Start of Block

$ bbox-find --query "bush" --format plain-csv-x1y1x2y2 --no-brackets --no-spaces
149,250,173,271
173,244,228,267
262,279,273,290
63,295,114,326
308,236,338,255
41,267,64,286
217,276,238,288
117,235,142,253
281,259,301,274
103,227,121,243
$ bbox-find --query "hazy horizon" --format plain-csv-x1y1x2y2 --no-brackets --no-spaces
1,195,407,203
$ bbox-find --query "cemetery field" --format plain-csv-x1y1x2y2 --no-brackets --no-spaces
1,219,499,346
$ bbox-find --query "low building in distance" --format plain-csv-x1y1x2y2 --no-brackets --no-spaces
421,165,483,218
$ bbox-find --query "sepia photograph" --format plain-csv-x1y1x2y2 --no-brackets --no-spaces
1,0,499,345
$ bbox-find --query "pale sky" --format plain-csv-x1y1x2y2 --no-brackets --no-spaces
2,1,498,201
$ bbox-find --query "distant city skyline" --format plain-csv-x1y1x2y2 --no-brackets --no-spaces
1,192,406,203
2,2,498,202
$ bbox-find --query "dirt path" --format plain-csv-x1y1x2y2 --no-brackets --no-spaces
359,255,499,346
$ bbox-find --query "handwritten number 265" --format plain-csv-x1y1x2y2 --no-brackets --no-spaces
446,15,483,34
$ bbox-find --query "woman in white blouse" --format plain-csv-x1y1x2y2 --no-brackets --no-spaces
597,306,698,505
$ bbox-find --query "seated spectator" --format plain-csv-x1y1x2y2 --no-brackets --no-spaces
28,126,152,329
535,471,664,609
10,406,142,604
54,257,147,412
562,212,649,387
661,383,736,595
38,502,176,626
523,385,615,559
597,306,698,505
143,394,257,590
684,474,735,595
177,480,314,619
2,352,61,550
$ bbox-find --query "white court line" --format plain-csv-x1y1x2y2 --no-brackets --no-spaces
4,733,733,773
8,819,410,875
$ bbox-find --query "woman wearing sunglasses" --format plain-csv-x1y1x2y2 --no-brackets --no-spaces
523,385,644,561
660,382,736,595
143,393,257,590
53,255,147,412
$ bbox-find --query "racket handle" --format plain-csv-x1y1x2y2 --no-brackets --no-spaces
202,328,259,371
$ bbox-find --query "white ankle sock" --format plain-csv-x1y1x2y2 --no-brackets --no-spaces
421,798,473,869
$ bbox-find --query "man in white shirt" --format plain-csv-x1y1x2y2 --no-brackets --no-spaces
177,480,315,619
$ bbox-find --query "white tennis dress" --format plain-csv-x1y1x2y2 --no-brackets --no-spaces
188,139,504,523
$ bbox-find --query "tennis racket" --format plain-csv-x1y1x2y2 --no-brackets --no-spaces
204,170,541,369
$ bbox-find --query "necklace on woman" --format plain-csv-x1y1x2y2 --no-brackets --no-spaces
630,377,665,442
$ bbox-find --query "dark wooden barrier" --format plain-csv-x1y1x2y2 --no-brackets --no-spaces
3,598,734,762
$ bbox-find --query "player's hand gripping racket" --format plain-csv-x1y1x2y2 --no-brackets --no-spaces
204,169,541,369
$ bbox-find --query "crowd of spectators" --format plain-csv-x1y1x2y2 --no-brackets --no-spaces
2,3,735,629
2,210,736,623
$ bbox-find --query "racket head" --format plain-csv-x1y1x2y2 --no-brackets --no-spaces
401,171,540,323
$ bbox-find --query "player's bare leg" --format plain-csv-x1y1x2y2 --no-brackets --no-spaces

End of Block

#### [Work task]
Retype each entry exactly, leaving none of them out.

#### [Response area]
$ bbox-find --query "bush" --format plain-csv-x1y1x2y2 --no-brackets --no-spaces
149,250,173,271
173,244,228,267
262,279,273,290
63,295,114,326
308,236,338,255
41,267,64,286
217,276,238,288
117,235,142,253
281,259,301,274
103,227,121,243
$ bbox-find --query "hazy horizon" --format plain-csv-x1y1x2y2 --no-brackets --no-spaces
1,195,407,203
$ bbox-find --query "cemetery field" --format plain-csv-x1y1x2y2 --no-brackets --no-spaces
1,219,499,346
$ bbox-find --query "low building in distance" --format plain-csv-x1y1x2y2 --no-brackets --no-spaces
421,165,483,218
$ bbox-find --query "sepia photograph" --format plain-csv-x1y1x2y2 --no-brackets --no-spaces
1,0,499,345
$ bbox-find --query "pale sky" --format plain-csv-x1y1x2y2 --no-brackets --no-spaces
2,1,498,201
$ bbox-find --query "distant city skyline" --format plain-csv-x1y1x2y2 --no-brackets --no-spaces
1,192,406,203
2,2,498,202
$ bbox-find --query "dirt path" --format plain-csv-x1y1x2y2 --no-brackets --no-spaces
359,255,499,346
$ bbox-find --query "handwritten number 265" --format plain-csv-x1y1x2y2 --no-brackets --no-spaces
446,15,483,34
$ bbox-find --query "woman in white blouse" --format plain-csv-x1y1x2y2 --no-brackets --no-spaces
597,306,698,505
$ bbox-find --query "seated spectator" --format plain-csv-x1y1x2y2 --no-brackets --no-spaces
28,126,152,329
535,471,664,609
10,406,142,604
54,257,147,412
562,212,649,387
661,383,736,595
38,502,176,626
523,385,615,559
597,306,698,505
143,394,257,590
684,474,735,595
177,480,314,619
2,352,61,550
$ bbox-find --query "white court line" --format plain-csv-x1y1x2y2 --no-brackets --no-spaces
4,733,733,773
8,819,410,875
$ bbox-find --query "woman wearing sunglasses" --format plain-csv-x1y1x2y2 --no-brackets --no-spaces
523,385,644,561
660,382,736,595
143,393,257,590
53,255,147,412
$ bbox-find --query "racket handle" --format plain-csv-x1y1x2y2 --no-brackets --no-spaces
202,328,259,371
$ bbox-find --query "white ankle sock" --format plain-csv-x1y1x2y2 --no-brackets --no-spaces
421,798,473,869
$ bbox-find --query "man in white shirt" --format plain-csv-x1y1x2y2 --no-brackets --no-spaces
177,480,315,619
$ bbox-find --query "white tennis dress" --format plain-csv-x1y1x2y2 --no-brackets --no-spaces
188,139,504,523
$ bbox-find --query "tennis racket" --format plain-csv-x1y1x2y2 --no-brackets --no-spaces
204,170,541,369
$ bbox-find --query "necklace on woman" --format plain-csv-x1y1x2y2 --no-brackets --no-spaces
630,377,665,442
$ bbox-find --query "dark wooden barrier" --format plain-csv-x1y1x2y2 --no-brackets --no-spaces
3,598,734,762
$ bbox-find --query "player's hand gripping racket" --format plain-csv-x1y1x2y2 --no-brackets --no-spaces
204,169,541,369
$ bbox-find --query "crowd of spectators" --format plain-csv-x1y1x2y2 --no-brackets --no-spaces
2,3,735,629
2,210,736,623
$ bbox-find --query "racket head" --format plain-csv-x1y1x2y2 --no-brackets --no-spaces
401,171,540,323
$ bbox-find --query "player's bare leg" --format plain-csv-x1y1x2y2 --no-brackets --no-spaces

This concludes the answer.